Brief
Exactly as given, write out the lines from the one containing "Locate every instance of the black skate" through the end of the listing, with both ends included and nothing else.

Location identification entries

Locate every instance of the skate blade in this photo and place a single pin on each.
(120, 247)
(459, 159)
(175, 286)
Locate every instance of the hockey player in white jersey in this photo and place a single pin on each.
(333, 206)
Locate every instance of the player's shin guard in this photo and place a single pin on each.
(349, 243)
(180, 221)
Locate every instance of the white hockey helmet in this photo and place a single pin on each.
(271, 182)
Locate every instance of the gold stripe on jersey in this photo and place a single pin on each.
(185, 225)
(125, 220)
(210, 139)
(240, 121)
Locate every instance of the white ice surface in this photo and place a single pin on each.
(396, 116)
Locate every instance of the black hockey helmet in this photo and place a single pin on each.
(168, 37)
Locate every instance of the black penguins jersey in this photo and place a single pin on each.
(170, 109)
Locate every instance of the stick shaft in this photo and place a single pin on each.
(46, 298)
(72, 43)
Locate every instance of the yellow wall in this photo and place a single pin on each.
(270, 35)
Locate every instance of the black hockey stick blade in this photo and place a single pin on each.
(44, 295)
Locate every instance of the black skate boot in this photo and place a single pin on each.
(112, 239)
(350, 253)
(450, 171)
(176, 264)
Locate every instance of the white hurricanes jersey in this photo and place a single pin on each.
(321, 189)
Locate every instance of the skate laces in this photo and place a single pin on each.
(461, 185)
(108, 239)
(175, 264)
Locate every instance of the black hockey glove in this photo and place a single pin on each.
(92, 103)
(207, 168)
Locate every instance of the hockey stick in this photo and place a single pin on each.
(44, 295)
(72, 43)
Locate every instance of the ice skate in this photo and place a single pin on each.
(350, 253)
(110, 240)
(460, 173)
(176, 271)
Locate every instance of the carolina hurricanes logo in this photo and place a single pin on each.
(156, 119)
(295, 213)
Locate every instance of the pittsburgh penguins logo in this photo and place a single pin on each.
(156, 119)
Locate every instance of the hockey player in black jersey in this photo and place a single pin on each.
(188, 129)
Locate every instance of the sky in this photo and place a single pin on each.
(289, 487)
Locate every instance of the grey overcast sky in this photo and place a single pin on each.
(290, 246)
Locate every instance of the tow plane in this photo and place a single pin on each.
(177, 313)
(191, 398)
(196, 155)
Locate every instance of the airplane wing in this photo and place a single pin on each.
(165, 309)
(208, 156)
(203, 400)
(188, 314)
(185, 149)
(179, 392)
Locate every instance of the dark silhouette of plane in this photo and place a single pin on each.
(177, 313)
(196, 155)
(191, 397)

Written reply
Locate every instance of the black skate boot in this photo and place a single pin on each.
(112, 239)
(350, 253)
(450, 171)
(176, 264)
Locate every instance of the white hurricanes jersey in this photo and place a single pin on each.
(321, 189)
Locate every instance of the skate laces in this photo and place a single pin on each.
(461, 185)
(108, 239)
(175, 264)
Locate every instance of the black hockey glove in this photo and place a single pin on each.
(92, 103)
(207, 168)
Locate every instance of the hockey stick in this photo and place a single pin on each.
(44, 295)
(72, 43)
Locate every instance of the ice skate in this photo and place a single pin on each.
(350, 253)
(110, 240)
(460, 173)
(176, 271)
Locate every instance of the carolina hurricanes logo in this photo and place a single pin on each.
(156, 119)
(295, 213)
Locate every instance of the pittsburgh penguins logo in this photo and place a single pin on each.
(156, 119)
Locate every instance of the hockey player in black jersey in this photo and place a single pin on each.
(188, 129)
Locate every instance of the sky in this photo and place a single pin on each.
(289, 487)
Locate every instance of the grey overcast sky in this photo and place a single pin on each.
(290, 246)
Locate every instance of the tow plane in this photo and place a single pin on each.
(177, 313)
(191, 398)
(196, 155)
Locate every instance of the airplane wing in this photo and place a single pin on each.
(165, 309)
(208, 156)
(203, 400)
(188, 314)
(185, 149)
(179, 392)
Locate every instance of the dark silhouette of plane in this photo and place a single pin on each.
(177, 313)
(196, 155)
(191, 397)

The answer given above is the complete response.